_Stated goal_
Rewrite the listing from its first line through the line with "[184,72,712,315]", putting "locate_objects" wherever "find_objects" appears and changing nothing else. Omit the pictures from your version.

_Exercise materials_
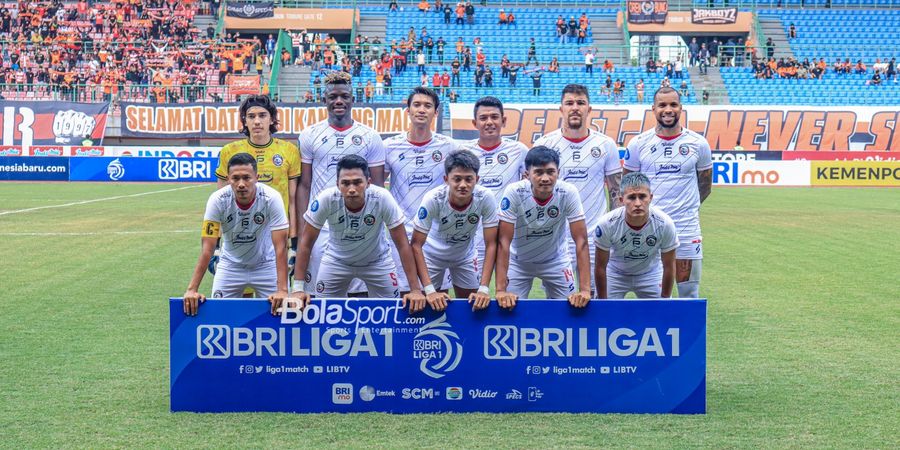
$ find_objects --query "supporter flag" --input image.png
[225,2,275,19]
[228,75,259,95]
[628,0,669,24]
[0,100,109,147]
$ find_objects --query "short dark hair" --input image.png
[525,145,559,170]
[559,84,592,101]
[406,86,441,110]
[653,86,681,104]
[337,155,369,179]
[238,95,278,136]
[472,95,503,117]
[444,150,481,175]
[228,153,256,172]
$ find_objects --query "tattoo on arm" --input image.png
[606,172,622,209]
[697,169,712,203]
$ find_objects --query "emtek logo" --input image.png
[159,159,210,180]
[331,383,353,405]
[484,325,519,359]
[197,325,231,359]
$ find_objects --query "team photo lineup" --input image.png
[184,72,712,315]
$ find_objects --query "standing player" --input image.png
[534,84,622,296]
[385,86,460,295]
[625,87,712,298]
[291,155,425,312]
[184,153,288,315]
[297,72,384,295]
[412,150,498,311]
[210,95,300,282]
[497,146,591,308]
[594,172,678,298]
[461,96,528,267]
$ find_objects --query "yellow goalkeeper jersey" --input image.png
[216,138,300,214]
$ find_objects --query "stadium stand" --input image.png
[722,8,900,105]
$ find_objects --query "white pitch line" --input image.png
[0,230,197,236]
[0,184,207,216]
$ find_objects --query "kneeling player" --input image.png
[412,150,497,311]
[184,153,288,315]
[497,146,591,308]
[291,155,425,312]
[594,172,678,298]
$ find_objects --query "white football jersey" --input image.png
[460,139,528,199]
[625,128,712,242]
[594,206,678,275]
[203,183,289,266]
[413,184,499,259]
[534,129,622,237]
[303,185,404,267]
[499,180,584,264]
[298,120,384,202]
[384,133,457,235]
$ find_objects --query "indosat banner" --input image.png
[450,104,900,154]
[169,299,706,414]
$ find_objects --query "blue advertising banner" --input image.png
[69,157,219,182]
[0,156,69,181]
[169,299,706,414]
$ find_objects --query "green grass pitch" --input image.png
[0,183,900,448]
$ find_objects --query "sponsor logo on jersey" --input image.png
[407,173,434,187]
[656,163,681,175]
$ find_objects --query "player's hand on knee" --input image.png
[184,289,206,316]
[425,292,450,311]
[269,291,287,316]
[402,291,425,314]
[569,291,591,308]
[497,291,519,309]
[469,292,491,311]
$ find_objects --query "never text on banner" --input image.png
[69,156,219,182]
[0,156,69,181]
[0,100,109,147]
[808,161,900,187]
[450,103,900,153]
[120,102,441,139]
[169,299,706,414]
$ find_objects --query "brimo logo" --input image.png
[484,325,681,359]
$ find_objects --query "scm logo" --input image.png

_Answer below_
$ locate_objects --query "supporter flag" --input image.png
[225,2,275,19]
[228,75,259,95]
[628,0,669,24]
[0,100,109,147]
$ locate_objects --query "short dark hair" --input image.png
[525,145,559,170]
[559,84,592,101]
[406,86,441,110]
[653,86,681,104]
[337,155,369,179]
[238,95,278,136]
[472,95,503,117]
[444,150,481,175]
[228,153,256,172]
$ locate_objects --query "tattoo on arm" --input image.png
[606,172,622,209]
[697,169,712,203]
$ locate_objects --query "emtek logo" --input image.png
[159,159,210,180]
[331,383,353,405]
[484,325,519,359]
[197,325,231,359]
$ locate_objects --query "team photo lineup" --input image.png
[184,72,712,315]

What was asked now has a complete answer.